EXTRAIT
Abus d’inhumanité

Publié le 22 avril 2015 par Lana

« J’ai vu des schizophrènes supplier qu’on ne les enferme pas dans leur chambre auxquels il aura fallu pourtant imposer cette claustration. Il en va non seulement de la santé du malade mais aussi de la santé du soignant. L’angoisse du malade qui implorait l’infirmier de rester avec lui provenait-elle réellement d’une peur de l’isolement ou d’un besoin compulsif de pouvoir abuser de quelqu’un. Au quel cas, comme dirait Jung: «Il ne faudrait pas nourrir le démon». »

Voilà ce qu’on peut lire de la part d’un psychologue dans un courrier des lecteurs.

Abuser de quelqu’un? Nourrir le démon? Sérieusement?

Ce psychologue visiblement ne comprend rien à la schizophrénie, à sa souffrance ni à l’expérience radicale de la solitude qu’elle représente.

Les gens passent leur temps à se parler, de leurs joies, de leurs soucis, de leurs problèmes, de tout et de rien. Quand ils rentrent chez eux, la plupart ont un conjoint à qui parler, une famille, des amis qui vivent les mêmes choses, qui les comprennent, avec qui ils peuvent partager leurs souffrances. Ils ont quelqu’un pour les prendre dans leur bras, pour les réconforter. Ils rient avec leurs enfants.

Les schizophrènes, de part la nature même de leurs troubles, sont souvent privés de ça, ou le vivent difficilement. Beaucoup vivent seuls et ont vie sociale assez pauvre. Quand ce n’est pas le cas, il reste toutefois rare de trouver des personnes à qui parler des ses angoisses, en-dehors du personnel soignant. Parce qu’elles ne sont pas communément partagées, parce qu’elles font rire ou peur, parce qu’elles sont trop étranges.

Et quand on se retrouve à l’hôpital psychiatrique, donc en grande souffrance, on n’aurait pas le droit de demander de l’attention? Face à des angoisses qui dévastent tout, face aux peurs que les symptômes font naître, face à l’anéantissement de son être, et alors même qu’on nous menace de nous enfermer seul entre quatre murs, on n’aurait pas le droit de demander qu’on reste avec nous? On n’aurait pas le droit d’espérer un peu d’humanité, de la compréhension, une main tendue, une main pour ne pas vaciller, une main pour ne pas tomber? On n’aurait pas le droit de demander ça à des gens dont c’est le travail car ce serait abuser d’eux? Nous ne serions que de grands manipulateurs qu’il ne faut pas encourager? C’est du soin, ça? Laisser quelqu’un seul en chambre d’isolement avec ses angoisses, ses peurs et sa vie qui part en vrille? C’est du soin, ça, tourner le dos à quelqu’un qui supplie qu’on l’aide? C’est du soin, ça, ne pas savoir qu’un mot, une présence, peuvent sauver? Que tourner le dos à quelqu’un qui souffre à ce point peut le tuer? C’est du soin, c’est de la psychologie que de théoriser à ce point la maltraitance et l’indifférence?

Enregistrements de données:
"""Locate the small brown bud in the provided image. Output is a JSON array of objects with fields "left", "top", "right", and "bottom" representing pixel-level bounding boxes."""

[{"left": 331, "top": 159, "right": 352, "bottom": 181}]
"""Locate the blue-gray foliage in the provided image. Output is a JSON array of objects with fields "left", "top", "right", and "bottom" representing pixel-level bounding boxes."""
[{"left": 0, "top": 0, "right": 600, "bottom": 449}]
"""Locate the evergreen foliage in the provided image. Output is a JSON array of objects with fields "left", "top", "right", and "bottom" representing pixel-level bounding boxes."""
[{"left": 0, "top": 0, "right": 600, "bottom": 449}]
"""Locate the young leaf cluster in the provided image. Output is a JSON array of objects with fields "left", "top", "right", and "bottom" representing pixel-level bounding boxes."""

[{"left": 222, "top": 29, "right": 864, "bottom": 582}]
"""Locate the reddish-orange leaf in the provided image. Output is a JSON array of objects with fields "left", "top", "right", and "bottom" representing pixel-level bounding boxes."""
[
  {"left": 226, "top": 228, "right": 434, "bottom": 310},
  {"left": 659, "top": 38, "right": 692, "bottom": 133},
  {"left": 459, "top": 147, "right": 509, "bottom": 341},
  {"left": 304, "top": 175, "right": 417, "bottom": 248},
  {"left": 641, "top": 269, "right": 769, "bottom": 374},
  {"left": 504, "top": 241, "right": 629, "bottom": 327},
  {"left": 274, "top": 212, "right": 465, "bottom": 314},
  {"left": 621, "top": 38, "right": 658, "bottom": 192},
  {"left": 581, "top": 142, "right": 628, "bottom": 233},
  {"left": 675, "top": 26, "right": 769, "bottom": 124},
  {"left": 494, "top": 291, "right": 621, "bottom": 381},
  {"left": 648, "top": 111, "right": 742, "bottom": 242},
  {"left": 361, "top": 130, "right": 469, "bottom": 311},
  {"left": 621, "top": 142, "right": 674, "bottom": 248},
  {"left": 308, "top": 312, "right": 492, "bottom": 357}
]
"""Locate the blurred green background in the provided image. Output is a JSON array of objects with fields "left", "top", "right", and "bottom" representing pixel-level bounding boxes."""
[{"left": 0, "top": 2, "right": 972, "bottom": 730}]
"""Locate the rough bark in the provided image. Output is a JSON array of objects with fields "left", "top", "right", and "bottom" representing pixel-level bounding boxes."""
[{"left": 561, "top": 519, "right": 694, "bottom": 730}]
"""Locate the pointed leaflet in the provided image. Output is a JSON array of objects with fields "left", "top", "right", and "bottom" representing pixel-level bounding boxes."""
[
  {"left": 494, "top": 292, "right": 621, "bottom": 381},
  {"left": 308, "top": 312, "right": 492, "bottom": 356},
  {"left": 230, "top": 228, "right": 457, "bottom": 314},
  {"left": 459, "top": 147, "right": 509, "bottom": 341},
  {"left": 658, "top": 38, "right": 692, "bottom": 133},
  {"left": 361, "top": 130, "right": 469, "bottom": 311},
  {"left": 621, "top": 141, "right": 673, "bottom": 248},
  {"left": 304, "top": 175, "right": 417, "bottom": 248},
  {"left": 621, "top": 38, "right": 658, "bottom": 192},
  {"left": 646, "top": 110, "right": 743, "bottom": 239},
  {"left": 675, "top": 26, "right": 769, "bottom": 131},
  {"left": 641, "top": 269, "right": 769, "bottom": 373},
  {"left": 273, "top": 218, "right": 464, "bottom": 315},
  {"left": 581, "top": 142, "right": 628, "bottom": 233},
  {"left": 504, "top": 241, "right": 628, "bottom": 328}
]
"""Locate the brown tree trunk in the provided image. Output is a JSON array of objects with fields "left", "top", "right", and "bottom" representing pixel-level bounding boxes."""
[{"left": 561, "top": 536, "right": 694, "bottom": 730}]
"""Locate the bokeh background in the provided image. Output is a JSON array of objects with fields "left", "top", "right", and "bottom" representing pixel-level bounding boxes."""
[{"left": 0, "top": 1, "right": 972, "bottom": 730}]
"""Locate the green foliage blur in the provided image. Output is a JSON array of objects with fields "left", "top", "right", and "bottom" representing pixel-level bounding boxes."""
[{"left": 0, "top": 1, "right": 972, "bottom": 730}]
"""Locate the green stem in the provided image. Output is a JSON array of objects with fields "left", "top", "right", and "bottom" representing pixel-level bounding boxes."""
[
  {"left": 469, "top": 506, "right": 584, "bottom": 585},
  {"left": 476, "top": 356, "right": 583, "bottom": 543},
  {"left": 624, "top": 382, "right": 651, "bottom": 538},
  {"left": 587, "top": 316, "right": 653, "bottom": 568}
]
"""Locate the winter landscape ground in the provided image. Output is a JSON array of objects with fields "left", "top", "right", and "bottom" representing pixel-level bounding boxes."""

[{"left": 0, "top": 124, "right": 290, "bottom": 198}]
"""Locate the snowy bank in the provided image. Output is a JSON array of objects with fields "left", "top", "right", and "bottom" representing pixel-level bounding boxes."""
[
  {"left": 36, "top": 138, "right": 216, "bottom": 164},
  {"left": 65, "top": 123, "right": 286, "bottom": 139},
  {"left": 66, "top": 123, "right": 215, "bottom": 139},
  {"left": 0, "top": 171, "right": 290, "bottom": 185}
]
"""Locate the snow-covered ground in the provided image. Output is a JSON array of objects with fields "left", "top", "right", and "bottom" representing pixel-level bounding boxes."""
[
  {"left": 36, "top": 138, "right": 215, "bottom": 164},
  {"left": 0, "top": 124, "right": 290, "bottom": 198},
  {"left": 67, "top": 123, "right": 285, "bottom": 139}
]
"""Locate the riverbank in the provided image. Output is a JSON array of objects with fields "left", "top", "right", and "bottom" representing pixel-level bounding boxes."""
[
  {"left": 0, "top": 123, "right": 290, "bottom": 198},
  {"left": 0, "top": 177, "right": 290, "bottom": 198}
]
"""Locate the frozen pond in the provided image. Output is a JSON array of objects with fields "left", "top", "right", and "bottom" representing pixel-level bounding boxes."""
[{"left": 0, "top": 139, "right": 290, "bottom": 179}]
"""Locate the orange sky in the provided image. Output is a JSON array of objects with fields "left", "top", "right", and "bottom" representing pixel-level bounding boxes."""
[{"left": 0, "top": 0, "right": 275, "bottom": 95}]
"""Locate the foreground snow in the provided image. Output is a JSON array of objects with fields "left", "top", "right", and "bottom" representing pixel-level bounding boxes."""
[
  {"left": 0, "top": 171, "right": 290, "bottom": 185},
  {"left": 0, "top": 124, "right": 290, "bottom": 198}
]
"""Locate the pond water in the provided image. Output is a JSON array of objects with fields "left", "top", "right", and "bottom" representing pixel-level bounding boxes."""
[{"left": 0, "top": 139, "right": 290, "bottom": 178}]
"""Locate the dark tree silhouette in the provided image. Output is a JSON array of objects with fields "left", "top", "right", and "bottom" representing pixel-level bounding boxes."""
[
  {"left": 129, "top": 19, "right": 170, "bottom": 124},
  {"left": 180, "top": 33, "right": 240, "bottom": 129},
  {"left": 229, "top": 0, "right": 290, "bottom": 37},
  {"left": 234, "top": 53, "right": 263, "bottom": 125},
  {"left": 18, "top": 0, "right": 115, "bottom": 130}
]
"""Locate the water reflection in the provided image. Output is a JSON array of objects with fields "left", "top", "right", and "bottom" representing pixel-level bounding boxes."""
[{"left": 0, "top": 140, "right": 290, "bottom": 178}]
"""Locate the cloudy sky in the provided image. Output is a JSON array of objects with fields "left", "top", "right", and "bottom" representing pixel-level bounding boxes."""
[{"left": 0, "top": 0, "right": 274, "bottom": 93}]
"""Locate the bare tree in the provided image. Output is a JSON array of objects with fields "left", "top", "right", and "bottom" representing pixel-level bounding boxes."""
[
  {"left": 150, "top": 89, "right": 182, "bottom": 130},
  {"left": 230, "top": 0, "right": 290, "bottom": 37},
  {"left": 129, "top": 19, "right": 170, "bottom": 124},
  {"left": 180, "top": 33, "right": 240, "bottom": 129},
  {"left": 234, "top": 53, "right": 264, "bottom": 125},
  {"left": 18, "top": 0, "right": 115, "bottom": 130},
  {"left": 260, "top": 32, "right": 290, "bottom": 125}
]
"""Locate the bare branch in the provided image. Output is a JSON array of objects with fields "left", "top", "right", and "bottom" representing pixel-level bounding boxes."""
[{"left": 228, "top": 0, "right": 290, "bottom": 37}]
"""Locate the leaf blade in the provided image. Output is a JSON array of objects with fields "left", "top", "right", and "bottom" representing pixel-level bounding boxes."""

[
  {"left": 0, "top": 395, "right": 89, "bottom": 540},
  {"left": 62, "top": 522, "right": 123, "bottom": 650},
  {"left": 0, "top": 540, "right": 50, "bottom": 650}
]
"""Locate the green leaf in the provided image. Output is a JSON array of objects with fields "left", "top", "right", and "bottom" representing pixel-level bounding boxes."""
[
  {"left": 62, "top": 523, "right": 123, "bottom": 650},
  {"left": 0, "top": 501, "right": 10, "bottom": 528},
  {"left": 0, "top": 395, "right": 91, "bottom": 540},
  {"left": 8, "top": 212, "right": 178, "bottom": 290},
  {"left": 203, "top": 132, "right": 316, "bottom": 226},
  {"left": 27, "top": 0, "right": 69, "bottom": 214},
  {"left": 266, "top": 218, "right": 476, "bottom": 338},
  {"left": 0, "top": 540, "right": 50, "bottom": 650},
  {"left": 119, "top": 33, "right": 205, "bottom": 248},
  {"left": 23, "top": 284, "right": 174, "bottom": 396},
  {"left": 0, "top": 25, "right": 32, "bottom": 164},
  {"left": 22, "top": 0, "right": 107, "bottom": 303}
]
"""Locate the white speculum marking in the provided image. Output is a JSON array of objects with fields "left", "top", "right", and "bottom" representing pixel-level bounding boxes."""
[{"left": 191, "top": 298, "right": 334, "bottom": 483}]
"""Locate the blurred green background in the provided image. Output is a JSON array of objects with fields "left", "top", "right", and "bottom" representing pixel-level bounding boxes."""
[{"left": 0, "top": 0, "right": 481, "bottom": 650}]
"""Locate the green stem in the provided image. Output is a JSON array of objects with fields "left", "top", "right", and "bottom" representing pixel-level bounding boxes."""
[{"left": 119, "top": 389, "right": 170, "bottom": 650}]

ÉNONCÉ
D'après l'extrait, qu'est-ce que la plupart des gens ont « quand ils rentrent chez eux » ? Énumérez tous les éléments mentionnés. Les enregistrements n'interviennent pas ici.

CORRIGÉ
- un conjoint à qui parler
- une famille
- des amis qui vivent les mêmes choses, qui les comprennent, avec qui ils peuvent partager leurs souffrances